[标注数据集里的记录]
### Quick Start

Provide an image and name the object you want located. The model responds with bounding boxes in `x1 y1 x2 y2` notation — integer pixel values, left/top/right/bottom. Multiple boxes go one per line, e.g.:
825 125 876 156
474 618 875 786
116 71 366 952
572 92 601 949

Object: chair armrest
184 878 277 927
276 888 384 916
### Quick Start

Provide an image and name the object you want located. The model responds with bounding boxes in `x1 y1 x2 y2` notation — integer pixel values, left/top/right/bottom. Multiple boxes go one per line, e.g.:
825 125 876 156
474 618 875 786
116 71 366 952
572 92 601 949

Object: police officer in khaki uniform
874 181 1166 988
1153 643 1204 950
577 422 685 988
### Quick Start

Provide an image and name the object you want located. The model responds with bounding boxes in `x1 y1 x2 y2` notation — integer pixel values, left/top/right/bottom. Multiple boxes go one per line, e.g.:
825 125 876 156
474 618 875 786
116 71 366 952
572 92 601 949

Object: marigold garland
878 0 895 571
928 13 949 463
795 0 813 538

> 练习目标: 把记录从第一行起一直到含有“276 888 384 916”的那一行原样照抄下来，两头的行都要抄上。

> 参考答案:
### Quick Start

Provide an image and name the object you want located. The model responds with bounding boxes in `x1 y1 x2 y2` notation — integer pixel values, left/top/right/bottom. Multiple boxes go one per line, e.g.:
825 125 876 156
474 618 875 786
116 71 366 952
572 92 601 949

Object: chair armrest
184 878 277 927
276 888 384 916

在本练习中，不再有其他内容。